# EXCERPT PROVIDED
Continuous-Discrete Reinforcement Learning for Hybrid Control in Robotics (paper) [NOTES]

Continuous–Discrete Reinforcement Learning for Hybrid Control in Robotics

Meta

Why these notes exist

Why this paper exists

Why hybrid action spaces are annoying
Why robots refuse to be simple

####### Why I am doing this to Markdown


0. Abstract (Rewritten in My Own Words)

0.1 The problem, roughly

Hybrid control problems are those where the action space contains both discrete decisions (e.g. mode switches, on/off, grasp/not grasp) and continuous controls (e.g. torques, velocities).

0.2 Why standard RL breaks

Most RL algorithms assume:

  • either fully discrete actions (DQN-style)
  • or fully continuous actions (policy gradients, actor–critic)

Hybrid ≠ either.

0.3 What this paper proposes

A framework to:

  • explicitly model discrete + continuous actions
  • avoid exponential blowups
  • keep training stable
  • work on real robotic tasks

1. Background

1.1 Reinforcement Learning recap

1.1.1 Markov Decision Processes (MDPs)

An MDP is defined as:

[ (\mathcal{S}, \mathcal{A}, P, R, \gamma) ]

Where:

  • ( \mathcal{S} ): state space
  • ( \mathcal{A} ): action space
  • ( P ): transition dynamics
  • ( R ): reward function
  • ( \gamma ): discount factor
1.1.1.1 Important note

This already quietly assumes a single action space.


1.2 Continuous control

1.2.1 Policy gradients

A policy ( \pi_\theta(a \mid s) ) outputs parameters of a continuous distribution.

1.2.2 Common algorithms

  • DDPG
  • TD3
  • SAC

All assume: [ a \in \mathbb{R}^n ]


1.3 Discrete control

1.3.1 Q-learning

Action selection via: [ a = \arg\max_a Q(s, a) ]

1.3.2 DQN and friends

  • Works well for discrete action sets
  • Breaks when actions are continuous

2. Hybrid Action Spaces

2.1 Definition

A hybrid action is:

[ a = (a_d, a_c) ]

Where:

  • ( a_d \in \mathcal{A}_d ) (discrete)
  • ( a_c \in \mathcal{A}_c \subset \mathbb{R}^n )

2.2 Naive approaches (and why they suck)

2.2.1 Discretize everything

  • Curse of dimensionality
  • Loses precision
  • Not scalable

2.2.2 Enumerate discrete, learn continuous per mode

  • Separate policy per discrete action
  • Sample inefficiency
  • Switching instability

3. Core Idea of the Paper

3.1 Factorized policy

The policy is decomposed as:

[ \pi(a_d, a_c \mid s) = \pi_d(a_d \mid s)\,\pi_c(a_c \mid s, a_d) ]

This is the key move.


3.2 Interpretation

  • First decide what to do (discrete)
  • Then decide how to do it (continuous)

Very human. Very robotic. Very sane.


4. Architecture

4.1 Actor structure

4.1.1 Discrete actor

Outputs categorical distribution over modes.

4.1.2 Continuous actor

Conditioned on:

  • state
  • chosen discrete action

4.2 Critic structure

4.2.1 Q-function

[ Q(s, a_d, a_c) ]

4.2.2 Why this matters

The critic evaluates joint actions, preserving coupling.

# DATA PROVIDED
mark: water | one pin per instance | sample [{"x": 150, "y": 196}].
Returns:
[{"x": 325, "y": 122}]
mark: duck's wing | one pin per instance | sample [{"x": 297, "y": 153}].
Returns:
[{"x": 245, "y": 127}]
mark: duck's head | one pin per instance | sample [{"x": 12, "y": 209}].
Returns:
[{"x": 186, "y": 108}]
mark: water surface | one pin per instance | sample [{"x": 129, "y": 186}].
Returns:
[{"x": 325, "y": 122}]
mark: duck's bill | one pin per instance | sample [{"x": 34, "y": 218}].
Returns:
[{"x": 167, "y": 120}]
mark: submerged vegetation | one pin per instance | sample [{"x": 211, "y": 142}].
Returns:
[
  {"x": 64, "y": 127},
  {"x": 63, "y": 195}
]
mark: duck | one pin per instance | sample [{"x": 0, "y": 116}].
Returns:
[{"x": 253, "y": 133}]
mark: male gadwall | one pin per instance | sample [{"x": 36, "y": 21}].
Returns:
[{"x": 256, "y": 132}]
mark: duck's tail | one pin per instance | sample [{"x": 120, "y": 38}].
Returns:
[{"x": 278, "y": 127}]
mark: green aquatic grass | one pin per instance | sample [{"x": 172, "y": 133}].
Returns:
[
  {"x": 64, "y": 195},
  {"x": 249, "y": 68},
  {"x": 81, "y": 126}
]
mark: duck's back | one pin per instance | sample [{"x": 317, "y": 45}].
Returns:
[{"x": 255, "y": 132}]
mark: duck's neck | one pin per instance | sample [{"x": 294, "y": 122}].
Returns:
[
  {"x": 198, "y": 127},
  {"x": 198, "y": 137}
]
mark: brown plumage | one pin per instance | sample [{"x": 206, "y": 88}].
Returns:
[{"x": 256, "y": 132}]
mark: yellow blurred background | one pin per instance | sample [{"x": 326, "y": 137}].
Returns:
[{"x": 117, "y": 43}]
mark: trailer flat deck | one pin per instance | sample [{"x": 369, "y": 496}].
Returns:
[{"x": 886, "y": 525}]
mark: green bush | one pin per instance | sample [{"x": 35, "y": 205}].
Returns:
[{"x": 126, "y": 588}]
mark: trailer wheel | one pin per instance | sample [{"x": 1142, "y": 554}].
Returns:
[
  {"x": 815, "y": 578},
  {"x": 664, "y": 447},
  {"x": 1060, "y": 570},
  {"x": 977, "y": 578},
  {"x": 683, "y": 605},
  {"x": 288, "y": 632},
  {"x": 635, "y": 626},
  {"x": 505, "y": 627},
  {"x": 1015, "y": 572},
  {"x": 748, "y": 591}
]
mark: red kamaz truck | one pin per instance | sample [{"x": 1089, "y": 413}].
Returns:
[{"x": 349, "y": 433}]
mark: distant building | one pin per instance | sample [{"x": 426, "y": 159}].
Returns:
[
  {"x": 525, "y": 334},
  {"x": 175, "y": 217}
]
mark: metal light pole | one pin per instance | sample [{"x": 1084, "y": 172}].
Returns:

# WHAT TO WORK ON
Using the notes on hybrid control in robotics, answer these:
(a) Which three algorithms are listed as common algorithms for continuous control?
(b) What two things is the continuous actor conditioned on?
(c) What three drawbacks are given for discretizing everything?
The rows were drawn from a different source than the notes on hybrid control.

# WRITTEN RESPONSE
(a) DDPG, TD3, and SAC.
(b) The state and the chosen discrete action.
(c) The curse of dimensionality, loss of precision, and lack of scalability.